## [Exercise instructions]
Swap every "Indicate" in the records below for "Mark" and reproduce the lines with nothing else altered.

## [Material provided]
-*-*-

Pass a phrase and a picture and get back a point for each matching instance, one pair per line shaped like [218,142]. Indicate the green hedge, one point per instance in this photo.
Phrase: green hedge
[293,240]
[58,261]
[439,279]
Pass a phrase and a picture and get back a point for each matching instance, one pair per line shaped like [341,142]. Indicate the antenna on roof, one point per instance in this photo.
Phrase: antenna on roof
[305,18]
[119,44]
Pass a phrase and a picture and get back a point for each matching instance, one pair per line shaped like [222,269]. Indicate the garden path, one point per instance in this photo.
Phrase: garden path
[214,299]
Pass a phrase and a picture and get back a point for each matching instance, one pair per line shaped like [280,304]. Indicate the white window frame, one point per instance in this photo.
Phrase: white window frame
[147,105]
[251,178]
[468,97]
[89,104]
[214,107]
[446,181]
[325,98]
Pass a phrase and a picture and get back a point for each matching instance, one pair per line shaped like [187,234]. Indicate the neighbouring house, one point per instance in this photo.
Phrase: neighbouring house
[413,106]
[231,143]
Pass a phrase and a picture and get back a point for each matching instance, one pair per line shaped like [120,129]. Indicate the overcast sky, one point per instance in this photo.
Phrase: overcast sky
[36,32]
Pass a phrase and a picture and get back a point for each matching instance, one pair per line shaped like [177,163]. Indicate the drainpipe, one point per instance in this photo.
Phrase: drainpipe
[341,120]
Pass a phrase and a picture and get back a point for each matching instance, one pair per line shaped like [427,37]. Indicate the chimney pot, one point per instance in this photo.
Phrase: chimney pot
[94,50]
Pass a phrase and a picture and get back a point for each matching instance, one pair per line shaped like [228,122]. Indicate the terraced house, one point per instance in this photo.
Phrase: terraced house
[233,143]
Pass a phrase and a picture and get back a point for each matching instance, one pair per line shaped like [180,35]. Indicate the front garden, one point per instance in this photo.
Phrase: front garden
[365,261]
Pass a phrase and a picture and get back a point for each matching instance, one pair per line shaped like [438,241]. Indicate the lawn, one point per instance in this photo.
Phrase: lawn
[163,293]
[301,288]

-*-*-

## [Answer to the task]
Pass a phrase and a picture and get back a point for each matching instance, one pair per line shaped like [218,142]. Mark the green hedge, one point per instance in this photo.
Phrase: green hedge
[293,240]
[58,261]
[439,279]
Pass a phrase and a picture and get back a point for each matching instance, one pair per line shaped like [341,142]. Mark the antenna on roof, one point per instance in this photo.
Phrase: antenna on roof
[305,18]
[119,44]
Pass a phrase and a picture and get back a point for each matching instance, one pair per line shaped like [222,269]. Mark the garden path, one point per instance in this photo.
Phrase: garden path
[214,299]
Pass a phrase and a picture and get back a point for each matching instance, one pair per line shaped like [280,304]. Mark the white window frame, one point per instance in this photo.
Phrase: white window frame
[147,105]
[251,178]
[468,97]
[89,104]
[214,107]
[446,181]
[325,98]
Pass a phrase and a picture and get back a point for each matching instance, one pair per line shaped like [187,234]. Mark the neighbouring house, one point per instance in this photo.
Phrase: neighbouring house
[413,106]
[231,143]
Pass a phrase and a picture and get back a point for each matching instance, one pair per line shaped like [120,129]. Mark the overcast sky, one point per instance in this photo.
Phrase: overcast sky
[36,32]
Pass a phrase and a picture and get back a point for each matching instance, one pair per line shaped like [177,163]. Mark the drainpipe, one point per instance in this photo.
Phrase: drainpipe
[341,120]
Pass a phrase and a picture and get back a point for each matching instance, one pair per line shaped like [427,37]. Mark the chimney pot, one point per instance in this photo.
Phrase: chimney pot
[94,50]
Pass a phrase and a picture and get back a point for each matching instance, one pair per line shaped like [228,122]. Mark the terraced house, one point per instance in this photo.
Phrase: terraced house
[233,143]
Pass a phrase and a picture and get back a point for each matching instance, one pair per line shaped like [180,35]. Mark the front garden, one point per instance in this photo.
Phrase: front garden
[365,261]
Pass a phrase and a picture and get back a point for each matching instance, one pair per line shaped like [438,241]. Mark the lawn, one point per instance in this photo.
Phrase: lawn
[163,293]
[301,288]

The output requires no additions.